• _Objetivo 1_
No texto sobre o Grammy, quem fez um tributo a Ella Fitzgerald?

• _Texto para leitura_
JOÃO MARCELLO BÔSCOLI
ESPECIAL PARA A FOLHA

O Grammy é um evento difícil de realizar. Por ser uma premiação acadêmica, com os discursos, apresentadores e piadas de sempre, tende a ser previsível e cansativo. Como antídoto para isso, os americanos usam um patrimônio cultuado desde o jardim da infância: o entretenimento. Música e dança são usadas pelos organizadores como óleo na engrenagem burocrática de prêmios.
Para quem se apresenta é uma fogueira. Está ao vivo para mais de um bilhão de pessoas, com marcações de palco para iluminação e câmeras, tempo pré-estabelecido e uma platéia com Stevie Wonder, Quincy Jones e Aretha Franklin, entre dezenas de outros. São doses industriais de vaidade.
Houve vários momentos competentes: Natalie Cole e Herbie Hancock fazendo um tributo à deusa Ella Fitzgerald; Beck demonstrando a diferença vocal entre brancos e negros; Fugges fazendo um tributo ao eterno Bob Marley.
Gente como Wayne Shorter, Michael Bracker, Rage Against the Machine, Babyface e Smashing Pumpkins mais do que merece o Grammy. Sheryl Crow e Celine Dion dão saudades de Whitney Houston.
Os brasileiros são obviamente vitoriosos pelas indicações. Especialmente Ivan Lins e Moogie Canazio. O primeiro por ser um dos compositores brasileiros mais respeitados de todos os tempos na América; o segundo por se tornar dia a dia nosso engenheiro mais importante no exterior.
Moogie "perdeu" para uma equipe chefiada por Bruce Sweden, seu amigo e professor, considerado um dos melhores do século 20 e com 25 anos a mais de idade.
Para encerrar, gostaria de falar sobre o discurso de Steve X., presidente da NARAS. Atacou os políticos, evocou a primeira emenda, falou em "liberdade", "acervo", "responsabilidade", "educação musical".
Foi um dos únicos momentos políticos da noite. O pronunciamento cai como uma luva para o Brasil, um país com doses baixíssimas de inteligência política. Apesar de sermos o sexto mercado mundial de música, ainda somos o primeiro em desperdício cultural.
Lembrei uma frase interessante, de origem desconhecida, que diz ser o Brasil um país com todos os recursos em si, mas apenas sem consciência disso. Logo, não é um país doente, é um país bêbado. Que Dionísio nos ajude!

• _Registros extraídos_
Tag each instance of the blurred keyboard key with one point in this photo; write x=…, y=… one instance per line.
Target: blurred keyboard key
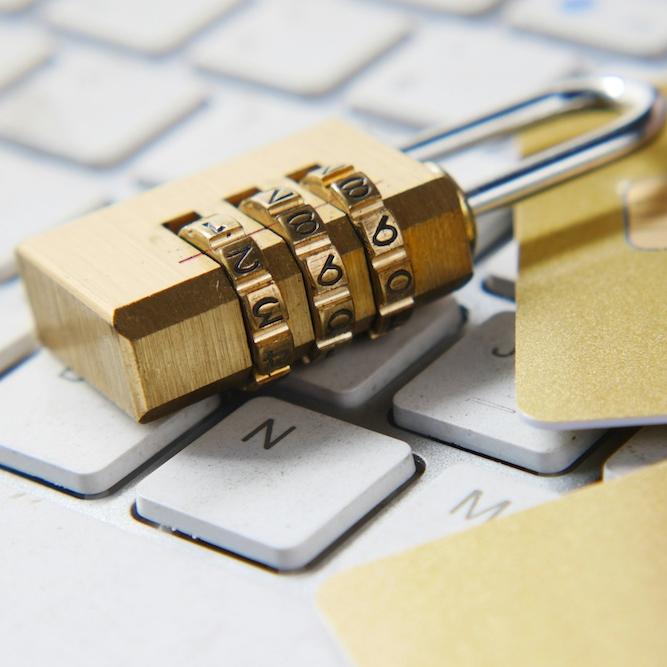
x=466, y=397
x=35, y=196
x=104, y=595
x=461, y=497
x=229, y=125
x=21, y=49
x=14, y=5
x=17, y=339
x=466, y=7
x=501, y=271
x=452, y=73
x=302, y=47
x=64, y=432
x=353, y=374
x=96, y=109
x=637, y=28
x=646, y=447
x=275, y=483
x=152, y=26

==

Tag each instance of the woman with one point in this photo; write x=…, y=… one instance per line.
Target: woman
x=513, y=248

• _Objetivo 2_
Apresente em uma tabela Markdown, com as colunas Nº e Linha, as linhas dos registros a partir da linha com "Tag each instance of the blurred" até a linha com "x=152, y=26", ambas incluídas. Deixe de fora as linhas em branco e as imagens.

• _Resposta escrita 1_
Natalie Cole e Herbie Hancock.

• _Resposta escrita 2_
| Nº | Linha |
|---|---|
| 1 | Tag each instance of the blurred keyboard key with one point in this photo; write x=…, y=… one instance per line. |
| 2 | Target: blurred keyboard key |
| 3 | x=466, y=397 |
| 4 | x=35, y=196 |
| 5 | x=104, y=595 |
| 6 | x=461, y=497 |
| 7 | x=229, y=125 |
| 8 | x=21, y=49 |
| 9 | x=14, y=5 |
| 10 | x=17, y=339 |
| 11 | x=466, y=7 |
| 12 | x=501, y=271 |
| 13 | x=452, y=73 |
| 14 | x=302, y=47 |
| 15 | x=64, y=432 |
| 16 | x=353, y=374 |
| 17 | x=96, y=109 |
| 18 | x=637, y=28 |
| 19 | x=646, y=447 |
| 20 | x=275, y=483 |
| 21 | x=152, y=26 |